### GEGEVEN TEKST
Dan heb ik nog de motie-Van Campen over de reductiedoelen en de
doorrekening daarvan. Even kijken.
De voorzitter:
Dat is de derde motie.
Minister Wiersma:
Ja, dat is de motie c.s. op stuk nr. 337. Die geef ik oordeel Kamer als
ik die mag lezen als een aansporing om met het PBL te bezien hoe
reflectie te geven op en appreciatie te geven van het uiteindelijke
pakket. Dan krijgt zij oordeel Kamer wat betreft het doorrekenen. Er is
natuurlijk reeds contact met het PBL, het RIVM, de WUR en Deltares. Een
volledige doorrekening heeft echter een behoorlijke doorlooptijd. Dus ik
bespreek wat haalbaar en passend is. Ik vind het ook belangrijk dat naar
de maatschappelijke effecten gekeken wordt. En ik vind het prematuur om
vooruit te lopen op het vlak van absolute emissiereductie. Maar ik kan
deze motie oordeel Kamer geven mits ik die zo kan interpreteren dat ik
dat idee in de ministeriële commissie meeneem.
De heer Van Campen (VVD):
Volgens mij is in ieder geval de belofte dat het kabinet vanuit de
ministeriële commissie met een pakket aan maatregelen komt en is het
verzoek in deze motie om die op effecten door te rekenen. Het is waar
dat dat pas kan als die effecten en die maatregelen concreet zijn, want
dan kan het PBL die doorrekenen. En dat is de wens van de indieners. Ik
weet niet of de minister daarmee uit de voeten kan, maar dat is in ieder
geval de bedoeling van het dictum zoals het is geformuleerd.

### VERMELDE RIJEN
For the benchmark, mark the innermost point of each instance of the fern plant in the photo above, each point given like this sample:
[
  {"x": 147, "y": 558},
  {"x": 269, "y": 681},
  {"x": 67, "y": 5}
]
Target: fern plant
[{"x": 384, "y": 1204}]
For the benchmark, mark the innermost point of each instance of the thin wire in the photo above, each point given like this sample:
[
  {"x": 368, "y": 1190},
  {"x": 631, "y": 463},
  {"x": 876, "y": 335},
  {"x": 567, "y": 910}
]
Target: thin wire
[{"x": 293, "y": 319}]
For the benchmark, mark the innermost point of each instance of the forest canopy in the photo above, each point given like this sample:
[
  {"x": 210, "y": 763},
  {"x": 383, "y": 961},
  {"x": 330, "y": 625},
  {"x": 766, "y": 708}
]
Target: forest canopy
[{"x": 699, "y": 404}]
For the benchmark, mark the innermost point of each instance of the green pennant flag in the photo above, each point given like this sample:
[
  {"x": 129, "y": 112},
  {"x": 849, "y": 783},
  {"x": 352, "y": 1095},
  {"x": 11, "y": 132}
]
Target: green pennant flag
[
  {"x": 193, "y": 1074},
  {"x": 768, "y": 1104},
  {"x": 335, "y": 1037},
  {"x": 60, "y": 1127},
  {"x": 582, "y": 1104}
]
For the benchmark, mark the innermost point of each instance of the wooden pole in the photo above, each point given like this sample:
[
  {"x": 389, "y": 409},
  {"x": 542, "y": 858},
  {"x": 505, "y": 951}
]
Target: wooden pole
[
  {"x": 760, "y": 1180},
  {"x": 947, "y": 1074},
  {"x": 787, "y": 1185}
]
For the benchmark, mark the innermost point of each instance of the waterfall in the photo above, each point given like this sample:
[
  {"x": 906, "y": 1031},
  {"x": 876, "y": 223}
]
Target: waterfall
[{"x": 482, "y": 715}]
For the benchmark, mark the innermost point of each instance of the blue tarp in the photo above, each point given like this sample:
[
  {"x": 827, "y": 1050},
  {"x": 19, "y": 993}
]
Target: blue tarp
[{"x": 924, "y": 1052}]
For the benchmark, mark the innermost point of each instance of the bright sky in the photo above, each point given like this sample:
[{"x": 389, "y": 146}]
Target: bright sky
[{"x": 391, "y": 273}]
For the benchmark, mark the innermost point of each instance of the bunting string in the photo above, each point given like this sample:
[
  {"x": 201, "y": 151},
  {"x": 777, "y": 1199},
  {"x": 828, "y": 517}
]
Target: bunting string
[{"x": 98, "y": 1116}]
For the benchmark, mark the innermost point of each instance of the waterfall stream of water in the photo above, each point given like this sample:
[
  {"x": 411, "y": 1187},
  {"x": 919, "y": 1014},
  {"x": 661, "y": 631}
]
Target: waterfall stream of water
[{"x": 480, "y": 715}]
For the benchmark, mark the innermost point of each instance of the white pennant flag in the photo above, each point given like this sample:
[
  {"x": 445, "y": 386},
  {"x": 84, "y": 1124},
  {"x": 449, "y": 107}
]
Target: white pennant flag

### UIT TE VOEREN OPDRACHTEN
a: Noem alle instanties waarmee er volgens de minister in het debatfragment al contact is.
b: Pas in het debatfragment de passage aan die begint bij "De heer Van" en eindigt bij "het is geformuleerd.": zet "ondertekenaars" in de plaats van "indieners".
De rijen zijn afkomstig uit een andere bron.

### UITGEWERKTE OEFENING
a: PBL, RIVM, WUR, Deltares

b:
De heer Van Campen (VVD):
Volgens mij is in ieder geval de belofte dat het kabinet vanuit de
ministeriële commissie met een pakket aan maatregelen komt en is het
verzoek in deze motie om die op effecten door te rekenen. Het is waar
dat dat pas kan als die effecten en die maatregelen concreet zijn, want
dan kan het PBL die doorrekenen. En dat is de wens van de ondertekenaars. Ik
weet niet of de minister daarmee uit de voeten kan, maar dat is in ieder
geval de bedoeling van het dictum zoals het is geformuleerd.